- OBJECTIVE:
Reproduce only the lines from the one containing "Where can the girl in" down through the end of the entries below, requests included, rescaling each answer's point coordinates by 1.25 and rounding to whole numbers with halves going up, while leaving the requests and their sample points unchanged. Leave the pictures out.

- MATERIAL:
________________________________________

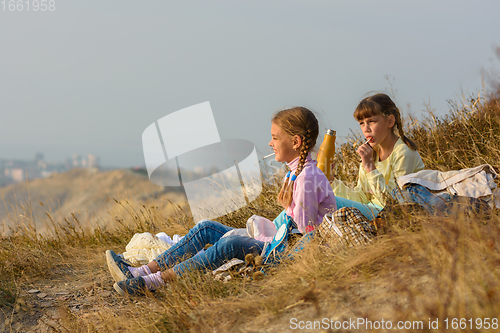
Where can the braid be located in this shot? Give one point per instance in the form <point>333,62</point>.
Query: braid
<point>409,143</point>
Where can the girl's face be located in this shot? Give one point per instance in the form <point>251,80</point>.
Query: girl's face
<point>377,128</point>
<point>284,144</point>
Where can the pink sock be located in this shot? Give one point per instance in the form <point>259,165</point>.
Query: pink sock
<point>154,280</point>
<point>139,271</point>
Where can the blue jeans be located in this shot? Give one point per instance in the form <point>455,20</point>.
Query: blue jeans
<point>203,233</point>
<point>370,210</point>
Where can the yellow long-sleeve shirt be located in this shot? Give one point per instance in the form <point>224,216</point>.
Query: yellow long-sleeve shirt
<point>375,185</point>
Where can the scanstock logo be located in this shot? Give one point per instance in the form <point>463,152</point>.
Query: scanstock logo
<point>184,149</point>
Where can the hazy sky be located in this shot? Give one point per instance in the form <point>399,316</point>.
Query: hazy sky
<point>90,76</point>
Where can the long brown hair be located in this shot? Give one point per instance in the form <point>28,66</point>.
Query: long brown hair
<point>302,122</point>
<point>381,104</point>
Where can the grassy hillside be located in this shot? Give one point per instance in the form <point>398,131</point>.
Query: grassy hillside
<point>421,269</point>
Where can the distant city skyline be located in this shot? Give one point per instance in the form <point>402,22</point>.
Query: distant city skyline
<point>90,76</point>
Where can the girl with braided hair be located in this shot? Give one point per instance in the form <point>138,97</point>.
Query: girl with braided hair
<point>386,155</point>
<point>306,196</point>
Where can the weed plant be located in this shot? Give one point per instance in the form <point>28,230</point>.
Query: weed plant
<point>419,268</point>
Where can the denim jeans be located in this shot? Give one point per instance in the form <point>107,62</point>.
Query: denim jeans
<point>369,210</point>
<point>203,233</point>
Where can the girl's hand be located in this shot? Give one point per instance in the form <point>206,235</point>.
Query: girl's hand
<point>366,153</point>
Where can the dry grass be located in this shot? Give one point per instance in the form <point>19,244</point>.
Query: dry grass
<point>419,268</point>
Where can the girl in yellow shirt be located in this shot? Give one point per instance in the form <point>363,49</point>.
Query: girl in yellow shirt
<point>386,155</point>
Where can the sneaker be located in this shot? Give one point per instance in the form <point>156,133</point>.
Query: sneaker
<point>132,287</point>
<point>118,267</point>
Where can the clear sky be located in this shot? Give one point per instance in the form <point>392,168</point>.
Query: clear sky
<point>90,76</point>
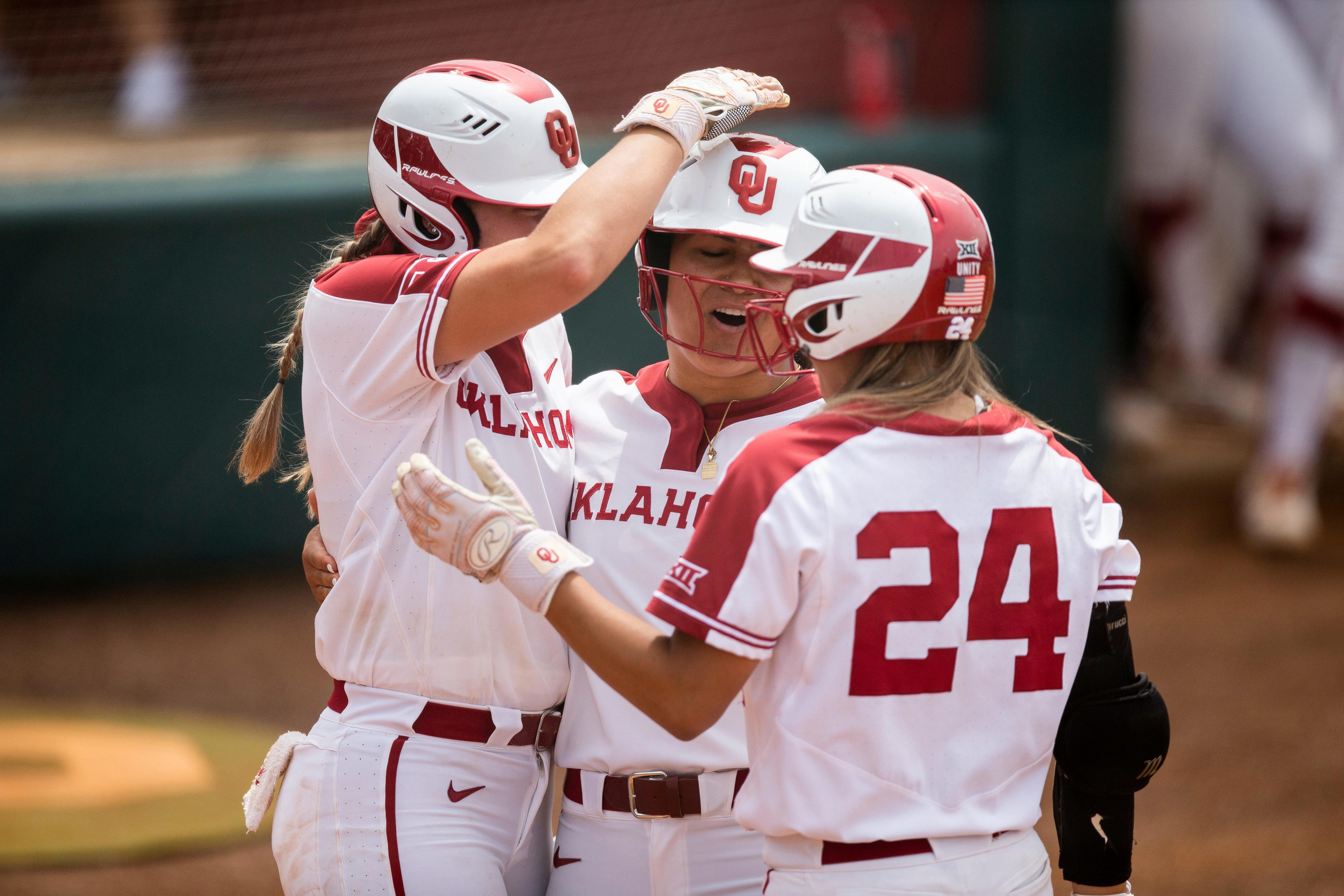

________________________________________

- TASK OUTPUT:
Where can the girl in yellow shirt be located in this shot? Give one point per instance in the form <point>363,49</point>.
Query: girl in yellow shirt
<point>483,194</point>
Where can the sneaker be located in this shot? Give one point per instance in the form <point>156,133</point>.
Query: sneaker
<point>165,359</point>
<point>148,334</point>
Where can the clear sky be located in this shot? Give one point per instance in the form <point>392,168</point>.
Query: clear sky
<point>113,95</point>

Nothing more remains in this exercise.